**Provided passage**:
§ §

Blok's most famous poem (directly alluded to
in Ada: 3.3) is "Незнакомка" (Incognita, 1906). Its final
stanza reads:
В моей душе лежит
сокровище,
И ключ поручен только
мне!
Ты право, пьяное
чудовище!
Я знаю: истина в
вине.
A treasure lies concealed in my
soul,
And the key is entrusted to me
alone!
You are right, drunken
monster!
I know: in wine is
truth.
The "drunken monster" mentioned in the poem's penultimate
line is one of those drunks with the eyes of rabbits (пьяницы с
глазами кроликов) who revel in a suburb tavern frequented by the
author and cry out: "In vino veritas!" Note that the phrase "с
глазами" occurs not only in Blok's poem but also in Ada, in a
close proximity to the name Krolik (which means "rabbit" in Russian),
of the local physician and entomologist, Ada's
late teacher of natural
history:
"'but my dear,' he [Demon] continued, switching
to Russian, 'the chelovek* who brought
me the pirozhki - the new man, the plumpish one with the eyes (s
glazami) -'
'Everybody has eyes,' remarked Marina
drily.

§ §

Point-labeling examples
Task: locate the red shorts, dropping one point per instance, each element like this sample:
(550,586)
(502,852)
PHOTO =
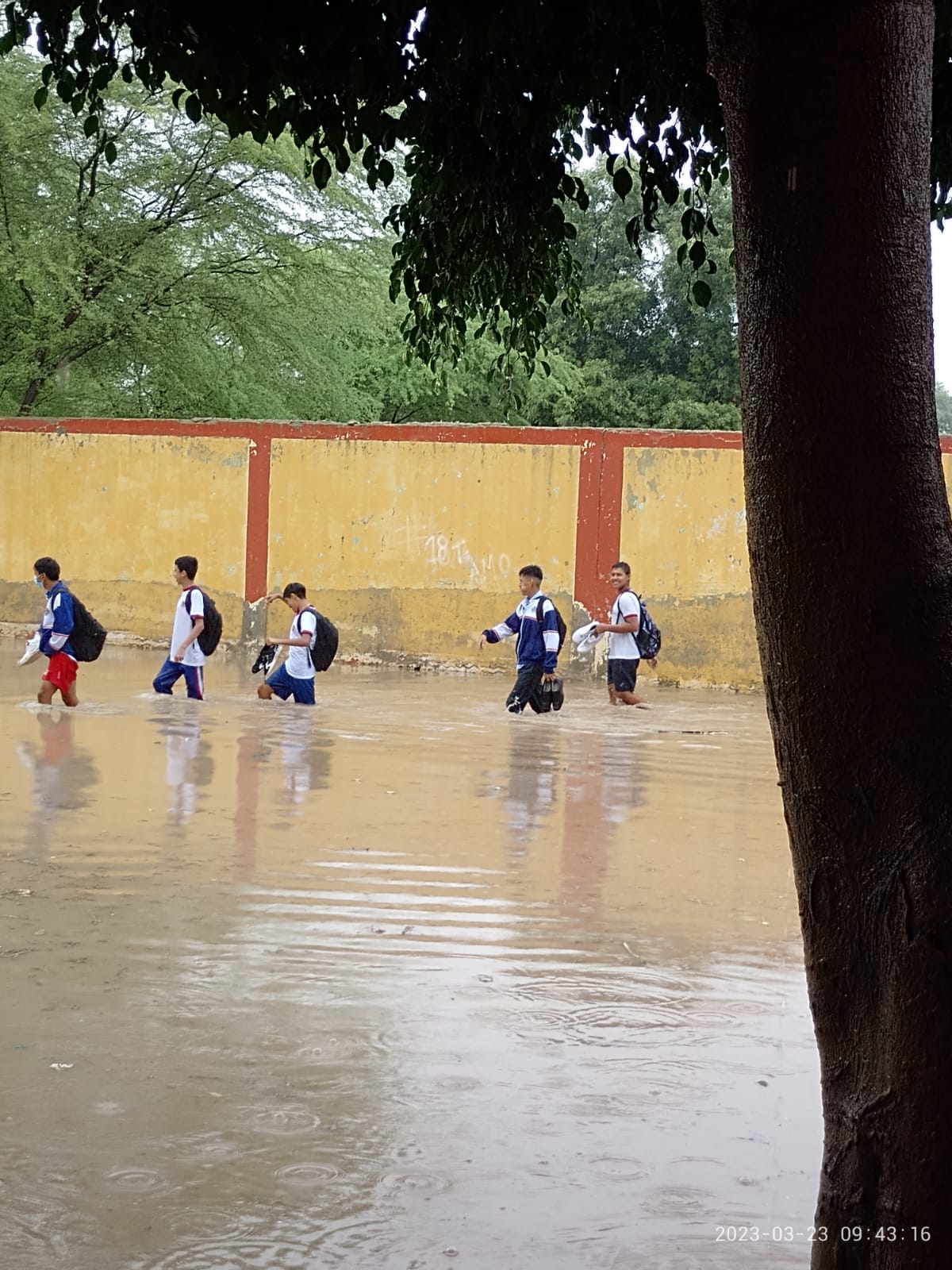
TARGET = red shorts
(61,672)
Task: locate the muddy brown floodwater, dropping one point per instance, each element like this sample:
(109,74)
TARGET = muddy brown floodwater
(399,982)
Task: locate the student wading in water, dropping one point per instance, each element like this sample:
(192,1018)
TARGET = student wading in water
(536,645)
(622,628)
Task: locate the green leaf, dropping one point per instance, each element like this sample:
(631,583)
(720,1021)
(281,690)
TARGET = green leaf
(622,182)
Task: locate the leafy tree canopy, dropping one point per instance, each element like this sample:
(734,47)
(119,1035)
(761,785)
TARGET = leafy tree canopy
(490,103)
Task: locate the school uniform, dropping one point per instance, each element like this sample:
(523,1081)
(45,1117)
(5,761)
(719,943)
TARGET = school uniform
(188,610)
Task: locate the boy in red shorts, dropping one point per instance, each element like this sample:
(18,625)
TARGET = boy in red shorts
(55,635)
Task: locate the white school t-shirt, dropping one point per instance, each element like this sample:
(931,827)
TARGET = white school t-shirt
(182,626)
(624,648)
(298,664)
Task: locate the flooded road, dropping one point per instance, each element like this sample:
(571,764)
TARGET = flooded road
(399,982)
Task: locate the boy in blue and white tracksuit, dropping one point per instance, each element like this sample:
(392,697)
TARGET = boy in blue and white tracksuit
(536,645)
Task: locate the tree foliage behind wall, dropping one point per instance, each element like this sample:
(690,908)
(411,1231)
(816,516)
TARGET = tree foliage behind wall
(200,276)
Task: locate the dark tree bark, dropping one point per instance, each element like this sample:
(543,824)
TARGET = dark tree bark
(828,110)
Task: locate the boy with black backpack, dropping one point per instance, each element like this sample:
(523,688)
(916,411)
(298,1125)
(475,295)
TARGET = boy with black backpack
(55,630)
(628,628)
(186,654)
(295,676)
(539,634)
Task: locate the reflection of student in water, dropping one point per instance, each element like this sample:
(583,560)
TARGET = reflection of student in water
(306,764)
(533,783)
(188,764)
(63,774)
(603,785)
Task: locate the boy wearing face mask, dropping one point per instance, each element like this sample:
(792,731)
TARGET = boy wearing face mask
(54,633)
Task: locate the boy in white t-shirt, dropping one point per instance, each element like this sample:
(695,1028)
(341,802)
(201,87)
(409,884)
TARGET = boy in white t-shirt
(295,679)
(184,654)
(622,629)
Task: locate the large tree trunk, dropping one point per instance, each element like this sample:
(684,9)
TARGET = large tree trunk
(828,110)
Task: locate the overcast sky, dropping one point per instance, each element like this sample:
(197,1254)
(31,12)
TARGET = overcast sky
(942,304)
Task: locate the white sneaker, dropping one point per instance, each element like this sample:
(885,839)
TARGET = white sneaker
(32,651)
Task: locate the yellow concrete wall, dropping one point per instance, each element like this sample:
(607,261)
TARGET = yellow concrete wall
(412,545)
(685,533)
(380,533)
(116,511)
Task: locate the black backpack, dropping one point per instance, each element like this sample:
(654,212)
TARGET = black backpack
(88,635)
(324,645)
(649,637)
(560,622)
(211,635)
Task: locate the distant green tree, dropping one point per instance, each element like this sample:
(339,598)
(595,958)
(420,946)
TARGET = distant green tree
(647,356)
(943,408)
(192,275)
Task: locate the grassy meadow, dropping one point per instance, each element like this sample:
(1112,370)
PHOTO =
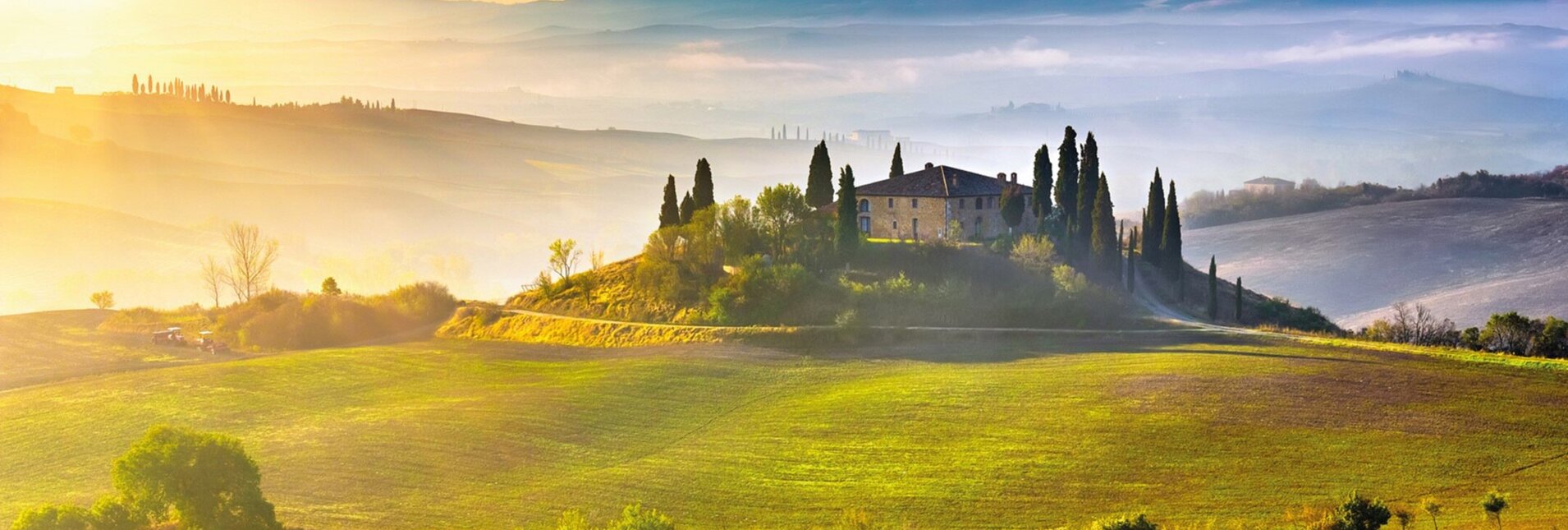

§ §

**What this task involves**: According to the passage on Blok's poem, what does the name Krolik mean in Russian?

**Full solution**: Rabbit.